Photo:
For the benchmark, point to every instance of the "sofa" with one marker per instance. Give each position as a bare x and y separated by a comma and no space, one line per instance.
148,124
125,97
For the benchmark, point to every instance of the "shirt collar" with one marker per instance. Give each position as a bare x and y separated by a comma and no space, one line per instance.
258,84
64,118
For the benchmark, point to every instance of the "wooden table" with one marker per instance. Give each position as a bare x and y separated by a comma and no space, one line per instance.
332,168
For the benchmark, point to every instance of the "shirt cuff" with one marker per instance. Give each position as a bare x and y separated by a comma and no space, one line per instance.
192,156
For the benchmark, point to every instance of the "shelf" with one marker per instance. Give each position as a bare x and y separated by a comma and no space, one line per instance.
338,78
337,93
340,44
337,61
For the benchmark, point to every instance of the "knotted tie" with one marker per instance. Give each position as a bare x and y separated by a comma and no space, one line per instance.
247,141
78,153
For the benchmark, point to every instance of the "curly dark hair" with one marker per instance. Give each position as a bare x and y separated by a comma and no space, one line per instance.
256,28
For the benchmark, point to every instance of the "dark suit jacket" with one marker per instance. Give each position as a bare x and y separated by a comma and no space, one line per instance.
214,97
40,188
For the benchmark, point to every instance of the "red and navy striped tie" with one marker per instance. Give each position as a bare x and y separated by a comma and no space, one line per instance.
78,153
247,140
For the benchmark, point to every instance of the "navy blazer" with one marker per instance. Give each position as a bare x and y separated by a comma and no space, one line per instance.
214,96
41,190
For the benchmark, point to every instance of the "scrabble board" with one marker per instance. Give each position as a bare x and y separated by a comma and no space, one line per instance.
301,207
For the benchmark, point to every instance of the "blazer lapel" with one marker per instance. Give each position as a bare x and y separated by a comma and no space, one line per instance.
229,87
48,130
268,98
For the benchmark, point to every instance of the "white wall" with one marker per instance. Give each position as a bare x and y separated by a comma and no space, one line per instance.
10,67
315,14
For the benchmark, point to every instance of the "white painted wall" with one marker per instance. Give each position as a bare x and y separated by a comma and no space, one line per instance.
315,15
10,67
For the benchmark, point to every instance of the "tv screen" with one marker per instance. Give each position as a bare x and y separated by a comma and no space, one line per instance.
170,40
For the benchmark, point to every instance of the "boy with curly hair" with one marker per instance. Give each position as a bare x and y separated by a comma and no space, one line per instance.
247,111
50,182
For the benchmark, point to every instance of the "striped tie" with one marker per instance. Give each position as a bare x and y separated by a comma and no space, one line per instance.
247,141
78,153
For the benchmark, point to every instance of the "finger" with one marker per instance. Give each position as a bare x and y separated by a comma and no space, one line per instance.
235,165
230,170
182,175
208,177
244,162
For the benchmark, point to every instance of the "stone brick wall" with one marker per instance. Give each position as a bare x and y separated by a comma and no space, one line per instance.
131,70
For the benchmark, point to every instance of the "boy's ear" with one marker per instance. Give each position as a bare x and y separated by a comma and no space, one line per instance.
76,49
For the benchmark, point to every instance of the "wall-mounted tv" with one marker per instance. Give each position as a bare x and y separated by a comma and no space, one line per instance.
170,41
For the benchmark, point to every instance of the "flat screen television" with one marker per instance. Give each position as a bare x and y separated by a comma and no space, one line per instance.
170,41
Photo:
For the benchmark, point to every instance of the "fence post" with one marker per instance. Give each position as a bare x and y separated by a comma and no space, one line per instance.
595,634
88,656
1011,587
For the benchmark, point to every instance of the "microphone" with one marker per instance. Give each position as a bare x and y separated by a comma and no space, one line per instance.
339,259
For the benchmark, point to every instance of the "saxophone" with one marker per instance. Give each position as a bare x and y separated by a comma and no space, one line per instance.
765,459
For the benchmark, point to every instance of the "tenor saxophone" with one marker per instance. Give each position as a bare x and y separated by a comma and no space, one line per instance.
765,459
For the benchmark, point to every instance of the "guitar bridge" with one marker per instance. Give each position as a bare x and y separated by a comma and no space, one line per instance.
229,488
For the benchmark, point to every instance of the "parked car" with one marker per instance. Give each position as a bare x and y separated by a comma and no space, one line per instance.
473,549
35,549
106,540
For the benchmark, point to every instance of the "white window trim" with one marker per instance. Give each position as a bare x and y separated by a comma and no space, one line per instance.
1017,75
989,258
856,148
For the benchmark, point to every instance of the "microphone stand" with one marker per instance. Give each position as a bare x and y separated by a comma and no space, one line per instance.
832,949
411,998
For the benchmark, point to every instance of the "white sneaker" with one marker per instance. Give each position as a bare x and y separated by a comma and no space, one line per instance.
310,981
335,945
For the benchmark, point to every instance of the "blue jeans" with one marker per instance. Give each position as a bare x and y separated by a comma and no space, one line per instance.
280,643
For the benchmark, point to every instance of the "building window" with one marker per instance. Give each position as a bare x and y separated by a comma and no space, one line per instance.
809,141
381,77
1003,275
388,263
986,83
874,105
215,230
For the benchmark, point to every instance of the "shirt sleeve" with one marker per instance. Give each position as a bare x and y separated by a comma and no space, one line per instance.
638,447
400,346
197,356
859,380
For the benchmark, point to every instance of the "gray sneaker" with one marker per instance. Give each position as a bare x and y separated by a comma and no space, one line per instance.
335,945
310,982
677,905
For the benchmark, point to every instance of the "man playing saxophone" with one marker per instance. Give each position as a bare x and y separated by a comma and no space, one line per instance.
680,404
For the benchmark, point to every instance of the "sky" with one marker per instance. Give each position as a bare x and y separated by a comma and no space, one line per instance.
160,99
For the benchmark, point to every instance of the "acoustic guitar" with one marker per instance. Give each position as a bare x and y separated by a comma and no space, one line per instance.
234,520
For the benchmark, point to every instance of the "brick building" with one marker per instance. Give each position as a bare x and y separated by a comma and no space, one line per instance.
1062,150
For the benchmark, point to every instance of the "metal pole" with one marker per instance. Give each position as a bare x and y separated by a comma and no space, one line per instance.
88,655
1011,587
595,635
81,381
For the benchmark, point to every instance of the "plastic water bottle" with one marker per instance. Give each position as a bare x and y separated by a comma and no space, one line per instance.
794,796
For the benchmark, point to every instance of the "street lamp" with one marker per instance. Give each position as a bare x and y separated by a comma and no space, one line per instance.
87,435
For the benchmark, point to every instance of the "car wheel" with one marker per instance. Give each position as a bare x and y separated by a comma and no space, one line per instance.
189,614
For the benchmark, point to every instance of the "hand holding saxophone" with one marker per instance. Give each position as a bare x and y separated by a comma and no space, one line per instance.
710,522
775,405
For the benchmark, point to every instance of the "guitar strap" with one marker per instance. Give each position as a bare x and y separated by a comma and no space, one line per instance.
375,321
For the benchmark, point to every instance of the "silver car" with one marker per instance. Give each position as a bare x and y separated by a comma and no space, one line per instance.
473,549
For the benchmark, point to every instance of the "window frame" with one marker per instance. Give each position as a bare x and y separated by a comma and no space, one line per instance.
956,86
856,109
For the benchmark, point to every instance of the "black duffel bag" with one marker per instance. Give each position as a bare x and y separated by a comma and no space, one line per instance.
━━━━
REQUIRED WORK:
Repeat the data verbatim.

EXERCISE SOLUTION:
Photo:
For the benchmark, point to every instance of the "sofa" with one marker per instance. Give each position as a bare x and y separated by a comma and no space, one line per instance.
148,124
125,97
For the benchmark, point to every instance of the "shirt collar" with one marker per instance. Give each position as a bare x and y separated by a comma and no space, one line per instance.
258,84
64,118
For the benchmark, point to every instance of the "wooden table" with one marker per instance. Give each position as a bare x and y separated by a comma and no space, one line per instance.
332,168
For the benchmark, point to every instance of the "shirt cuff" with one marker per instance. Give each position as a bare x and y separated by a comma and no space, one line per instance.
192,156
For the benchmark, point to every instance of the "shelf" with one marker per instance. Give each position as a bare x and y separated by a comma and no space, one line per instance.
338,78
337,93
340,44
337,61
For the benchmark, point to every instance of the "knotted tie" with one marker per instance. Give each position as a bare x and y separated by a comma and no space, one line per instance.
247,141
78,153
For the benchmark, point to every instance of the "curly dark hair" with one marker per instance. Give each position as a bare x and y separated by a comma and no space, one line per instance.
256,28
For the benchmark, point to every instance of the "dark suit jacket" with one marker per instance. Give each position as a bare x and y separated by a comma and no space, one line per instance.
214,97
40,188
For the benchmark, point to every instance of the "red and navy striped tie" with one marker per instance. Give each position as a bare x and y separated by a comma and no space, one line per instance.
78,153
247,140
For the benchmark, point to every instance of the "navy blazer" with one marker per instance. Give each position as a bare x and y separated by a comma and no space, one line per instance.
214,96
41,190
For the benchmark, point to every instance of the "scrabble board" with one marker per instance. Give each position as a bare x and y separated by a comma and no space, one line per instance.
301,207
For the benchmark, point to every instance of the "blazer lapel" with one marker per instance. Give each position as a bare x and y separated by a comma and no space, one line per instance.
229,87
48,130
268,98
For the benchmark, point to every instance of the "white wall" with one marker per instance. Give each position as a bare x and y separated by a comma and no space, one line per instance.
10,67
315,14
For the benchmark, point to every instance of the "white painted wall" with one marker per instance. Give each position as a bare x and y separated by a comma and no space, one line per instance.
315,15
10,67
For the benchmark, point to every instance of the "tv screen" with one marker per instance. Give each position as a bare x and y separated by a comma and no space, one line per instance.
170,40
For the benchmark, point to every instance of the "boy with curly hair" with one marker per instance. Give each position as a bare x and y separated by a comma and no space, one line per instance.
247,111
50,182
For the benchmark, point to every instance of the "striped tie" with one marker per instance. Give each position as a bare x and y separated by a comma and no space, one line per instance.
247,141
78,153
For the benchmark, point to every instance of the "finger" with one marker per instance. Give each position as a bare x and y separated by a comma and no space, one line per instance.
235,165
230,170
182,175
208,177
244,162
For the benchmark, point to every instance of the "stone brick wall" with one marker per instance. Give each position as a bare x and y separated by a comma and no space, one line per instance.
131,70
For the benchmark, point to every instance of the "boy's ear" with one marker per instance. Give each position as a bare x and y separated by a comma and no space, one line per instance.
76,49
For the benchmark, point to every instance of the "wall-mounted tv" with one marker per instance. Give each position as a bare x and y separated by a comma and no space, one line per instance.
170,41
For the benchmark, point to every instance of the "flat screen television" with one marker per instance. Give each position as a bare x and y separated by a comma and no space, one line per instance.
170,41
Photo:
For the benchmark, point to every instance of the "fence post" with one marker per instance. Give each position as a bare x and y separated by a comma and no space, one line per instance.
595,634
88,656
1011,587
For the benchmark, point to every instance of the "microphone" with one marker per instance. Give each position as a bare x and y separated by a comma and no space, one line per instance.
339,259
For the benchmark, point to every instance of the "saxophone" with one marker per instance. Give each position as a bare x and y separated by a comma and no space, one line per instance.
765,459
For the benchmark, point to every instance of the "tenor saxophone" with one marker per instance. Give each position as a bare x and y separated by a comma and no space, one line per instance.
765,459
For the benchmark, point to every instance of the "guitar bridge" with one marker per instance. Give each position as a bare x and y separated by a comma and no space, one line per instance.
229,488
For the benchmark, point to every instance of the "parked car" with one marker per instance. Give each position as a bare x and y separated by a comma and no space, one line per instance.
473,549
35,549
106,540
For the benchmark, point to every instance of the "white window trim" with one marker per instance. Give each position as a bare x and y separated by a comma and no space, one line per instance.
1017,75
989,258
856,148
For the benchmark, point to every instance of the "microphone stand" with one marker per instance. Give each position as a bare x and y separated by a comma and no space, one line per instance.
832,949
411,998
For the benchmark, point to every instance of the "white sneaker" with one marker per instance. Give each position as a bare x and y separated by a comma and no space, one line per instance.
310,981
335,945
For the benchmark, point to every instance of the "blue jeans" with one marker per instance. Give each position as a bare x and y separated by a comma and no space, one line per instance.
280,643
For the benchmark, point to every instance of the "building window" with one marker per instance. Give each position as a bare x and y separated by a comma and no space, one line per instance.
809,141
381,77
1003,275
388,263
986,83
874,105
215,230
For the benchmark, point to every instance of the "shirt sleeve" with one marker per instance. Give each position as a bare x and y separated by a comma and no space, one line per instance.
638,447
400,346
197,356
859,380
For the benchmark, point to every instance of the "gray sneaker" with one marker per instance. Give each position as a bare x and y separated by a comma and no space, one line per instance.
335,945
310,982
677,905
For the benchmark, point to every instance of the "man playing saxophone" with one marker per instance. Give each position as a bare x and y separated by a comma and no space, one line per instance.
680,404
For the benchmark, point to every instance of the "sky" with one marker per instance. Give each position as a bare x and y separated by a comma and no space, one line per instance.
160,99
For the benchmark, point to every instance of the "acoustic guitar" with one marker per instance. Give each position as a bare x and y separated by a comma and no space, one line per instance.
234,520
For the benchmark, point to every instance of the "brick building" with one marker per instance. Give each position as a bare x and y separated by a comma and no space, one line per instance.
1062,150
For the benchmark, point to every instance of the "metal pole" with one marker per instance. Give each position as a bare x and y separated by a comma and no space, one line per instance.
88,655
1011,587
595,635
81,381
For the benchmark, point to every instance of the "plastic water bottle" with one marker per instance. Give each position as a bare x and y separated by a comma and no space, one line per instance.
794,796
For the benchmark, point to every instance of the "street lamp" with one marker per instance. Give each position as a bare x and y separated by a comma and no space, one line per instance.
87,435
For the benchmark, point to every instance of the "car wheel" with one marker per instance. Give each position as a bare x and y separated by a comma and no space, one line per instance.
189,614
For the benchmark, point to every instance of the "hand holding saxophone" with one marker per instance. Give each position as a bare x and y separated by a comma and no space, one line per instance.
710,522
775,405
For the benchmark, point to every instance of the "guitar strap" with one marker per instance. Give each position as a bare x and y separated by a comma and no space, one line per instance.
375,321
For the benchmark, point to every instance of the "silver car" with one marker per instance. Give each position as a bare x and y separated by a comma and no space, one line per instance.
473,549
For the benchmark, point to every instance of the "window frame" with one marker per instance. Give each position as a bare x and y separated by a comma and no space, one line per instance.
956,86
856,109
For the benchmark, point to every instance of the "black duffel bag" with one marker per instance. Give each position as a bare x and y separated by a comma and no space, one line per instance.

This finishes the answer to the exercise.